__Exercise description__
The entries that follow should be written out exactly.

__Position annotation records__
(begin)

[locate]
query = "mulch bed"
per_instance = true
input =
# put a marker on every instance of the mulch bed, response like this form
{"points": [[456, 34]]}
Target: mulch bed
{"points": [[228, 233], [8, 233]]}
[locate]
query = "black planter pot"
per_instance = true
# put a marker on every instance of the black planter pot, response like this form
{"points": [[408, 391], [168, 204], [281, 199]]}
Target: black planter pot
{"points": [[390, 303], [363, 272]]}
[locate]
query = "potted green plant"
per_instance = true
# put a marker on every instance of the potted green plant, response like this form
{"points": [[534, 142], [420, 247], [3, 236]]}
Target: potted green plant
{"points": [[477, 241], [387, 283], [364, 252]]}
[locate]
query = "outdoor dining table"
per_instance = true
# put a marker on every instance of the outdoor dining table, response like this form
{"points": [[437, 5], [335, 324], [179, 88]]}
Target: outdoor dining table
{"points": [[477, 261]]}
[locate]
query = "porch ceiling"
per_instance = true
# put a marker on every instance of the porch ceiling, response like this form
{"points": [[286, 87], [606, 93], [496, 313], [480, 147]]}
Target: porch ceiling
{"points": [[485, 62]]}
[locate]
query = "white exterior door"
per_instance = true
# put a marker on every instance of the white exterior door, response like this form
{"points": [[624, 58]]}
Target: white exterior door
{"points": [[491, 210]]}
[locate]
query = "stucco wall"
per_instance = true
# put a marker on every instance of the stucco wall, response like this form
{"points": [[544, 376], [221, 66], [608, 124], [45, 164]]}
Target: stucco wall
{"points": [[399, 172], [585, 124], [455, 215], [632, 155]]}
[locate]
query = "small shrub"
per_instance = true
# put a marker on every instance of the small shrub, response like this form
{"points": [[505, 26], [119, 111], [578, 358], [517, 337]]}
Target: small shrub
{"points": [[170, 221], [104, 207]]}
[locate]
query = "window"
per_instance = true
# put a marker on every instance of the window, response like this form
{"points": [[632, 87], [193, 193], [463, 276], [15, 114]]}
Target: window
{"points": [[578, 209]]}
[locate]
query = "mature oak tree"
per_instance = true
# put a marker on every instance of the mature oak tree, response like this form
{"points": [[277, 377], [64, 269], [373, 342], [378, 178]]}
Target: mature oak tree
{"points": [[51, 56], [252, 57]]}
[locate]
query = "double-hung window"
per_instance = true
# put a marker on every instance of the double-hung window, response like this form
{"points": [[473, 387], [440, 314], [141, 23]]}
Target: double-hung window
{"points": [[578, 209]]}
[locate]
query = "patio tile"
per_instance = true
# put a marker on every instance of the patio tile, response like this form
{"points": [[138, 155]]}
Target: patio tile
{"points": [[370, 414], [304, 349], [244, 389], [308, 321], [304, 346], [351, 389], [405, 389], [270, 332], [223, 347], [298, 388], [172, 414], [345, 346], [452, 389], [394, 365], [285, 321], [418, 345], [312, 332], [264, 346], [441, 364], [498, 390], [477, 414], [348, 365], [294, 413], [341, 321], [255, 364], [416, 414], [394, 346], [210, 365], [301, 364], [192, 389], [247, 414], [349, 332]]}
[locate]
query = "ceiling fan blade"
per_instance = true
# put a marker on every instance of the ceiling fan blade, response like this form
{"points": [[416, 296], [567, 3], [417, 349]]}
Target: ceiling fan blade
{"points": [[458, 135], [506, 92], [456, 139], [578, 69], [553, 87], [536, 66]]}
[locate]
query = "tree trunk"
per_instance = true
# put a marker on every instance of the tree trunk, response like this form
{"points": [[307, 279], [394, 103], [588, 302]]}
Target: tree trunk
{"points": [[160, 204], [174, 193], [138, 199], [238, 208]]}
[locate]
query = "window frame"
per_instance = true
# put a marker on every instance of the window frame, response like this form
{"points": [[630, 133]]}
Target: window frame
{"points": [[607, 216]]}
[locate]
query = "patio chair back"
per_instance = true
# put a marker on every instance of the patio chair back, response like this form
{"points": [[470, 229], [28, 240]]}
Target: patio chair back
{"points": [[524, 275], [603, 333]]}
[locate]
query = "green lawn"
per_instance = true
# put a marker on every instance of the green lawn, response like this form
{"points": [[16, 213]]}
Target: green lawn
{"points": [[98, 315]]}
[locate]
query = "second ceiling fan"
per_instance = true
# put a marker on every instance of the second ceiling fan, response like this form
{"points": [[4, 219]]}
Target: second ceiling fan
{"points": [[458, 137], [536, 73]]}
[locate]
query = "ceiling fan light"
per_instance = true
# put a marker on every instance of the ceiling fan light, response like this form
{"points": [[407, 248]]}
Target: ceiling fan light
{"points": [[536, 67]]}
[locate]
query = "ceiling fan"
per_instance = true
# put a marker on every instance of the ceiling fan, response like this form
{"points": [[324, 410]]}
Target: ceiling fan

(end)

__Result below__
[locate]
query = "mulch bed"
per_instance = true
input =
# put a marker on every instance of the mulch bed, response like this form
{"points": [[456, 34]]}
Target: mulch bed
{"points": [[228, 233], [8, 233]]}
[locate]
query = "black planter pot"
per_instance = true
# put a marker on every instance of the black planter pot, response like this form
{"points": [[408, 391], [168, 204], [281, 199]]}
Target: black planter pot
{"points": [[390, 303], [363, 272]]}
[locate]
query = "potted green plant"
per_instance = true
# put a marker on every instance of the potted green plant, response like this form
{"points": [[534, 142], [420, 247], [3, 236]]}
Target: potted green plant
{"points": [[477, 241], [387, 283], [364, 252]]}
[locate]
query = "outdoor dining table"
per_instance = true
# put a marker on every instance of the outdoor dining table, response like this form
{"points": [[437, 5], [335, 324], [179, 88]]}
Target: outdoor dining table
{"points": [[477, 261]]}
[locate]
query = "porch ceiling"
per_instance = true
# put a marker on every instance of the porch ceiling, response like this form
{"points": [[286, 87], [606, 93], [496, 313], [480, 147]]}
Target: porch ceiling
{"points": [[485, 62]]}
[locate]
query = "white exterior door"
per_instance = true
# put a marker on every instance of the white exterior door, response like this form
{"points": [[624, 58]]}
Target: white exterior door
{"points": [[491, 210]]}
[locate]
query = "stucco wall"
per_instance = true
# put a marker on every instance of the stucco wall, response like this form
{"points": [[544, 376], [221, 66], [608, 124], [45, 164]]}
Target: stucco wall
{"points": [[399, 172], [585, 124], [455, 215], [632, 155]]}
[locate]
query = "small shrub"
per_instance = true
# put a marker on every instance of the small shrub, response like this form
{"points": [[505, 26], [119, 111], [578, 358], [517, 337]]}
Target: small shrub
{"points": [[170, 221], [104, 207]]}
[locate]
query = "window"
per_instance = true
# put a marker on every instance of the window, response like this form
{"points": [[632, 87], [193, 193], [463, 276], [15, 114]]}
Target: window
{"points": [[578, 209]]}
[locate]
query = "mature oak tree"
per_instance = true
# put a marker on every instance of the mature oak tree, response like this form
{"points": [[277, 377], [64, 269], [373, 342], [378, 178]]}
Target: mature oak tree
{"points": [[51, 56], [252, 57]]}
[locate]
query = "double-hung window"
per_instance = true
# put a marker on every instance of the double-hung window, response like this form
{"points": [[473, 387], [440, 314], [141, 23]]}
Target: double-hung window
{"points": [[578, 209]]}
[locate]
query = "patio tile"
per_instance = true
# put a marker on every instance of the patio tile, response like this form
{"points": [[138, 155]]}
Target: patio tile
{"points": [[370, 414], [304, 349], [244, 389], [308, 321], [304, 346], [351, 389], [405, 389], [270, 332], [223, 347], [298, 388], [172, 414], [345, 346], [452, 389], [394, 365], [285, 321], [418, 345], [312, 332], [264, 346], [441, 364], [498, 390], [477, 414], [348, 365], [294, 413], [341, 321], [255, 364], [416, 414], [394, 346], [210, 365], [301, 364], [192, 389], [247, 414], [349, 332]]}
[locate]
query = "ceiling fan blade"
per_instance = true
# put a marker on every instance of the ceiling fan blade, response like this form
{"points": [[416, 296], [567, 3], [417, 349]]}
Target: ceiling fan blade
{"points": [[458, 135], [506, 92], [456, 139], [578, 69], [553, 87], [536, 66]]}
[locate]
query = "tree trunk"
per_instance = true
# put a marker on every instance of the tree trunk, response like this form
{"points": [[307, 279], [394, 103], [588, 302]]}
Target: tree trunk
{"points": [[160, 204], [174, 193], [138, 199], [238, 208]]}
[locate]
query = "window frame"
per_instance = true
# put a marker on every instance of the window frame, response like this form
{"points": [[630, 133]]}
Target: window frame
{"points": [[607, 216]]}
[locate]
query = "patio chair back"
per_instance = true
# put a marker on every instance of the patio chair back, response like this form
{"points": [[470, 229], [28, 240]]}
Target: patio chair back
{"points": [[524, 275], [603, 333]]}
[locate]
query = "green lawn"
per_instance = true
# put a marker on every instance of the green lawn, response like this form
{"points": [[16, 213]]}
Target: green lawn
{"points": [[98, 315]]}
[locate]
query = "second ceiling fan"
per_instance = true
# put a marker on every instance of the second ceiling fan, response like this form
{"points": [[4, 219]]}
Target: second ceiling fan
{"points": [[458, 137], [536, 73]]}
[locate]
query = "ceiling fan light"
per_instance = true
# put a marker on every instance of the ceiling fan light, response like this form
{"points": [[407, 248]]}
Target: ceiling fan light
{"points": [[536, 67]]}
[locate]
query = "ceiling fan"
per_instance = true
# put a marker on every instance of the ceiling fan, response like this form
{"points": [[324, 410]]}
Target: ceiling fan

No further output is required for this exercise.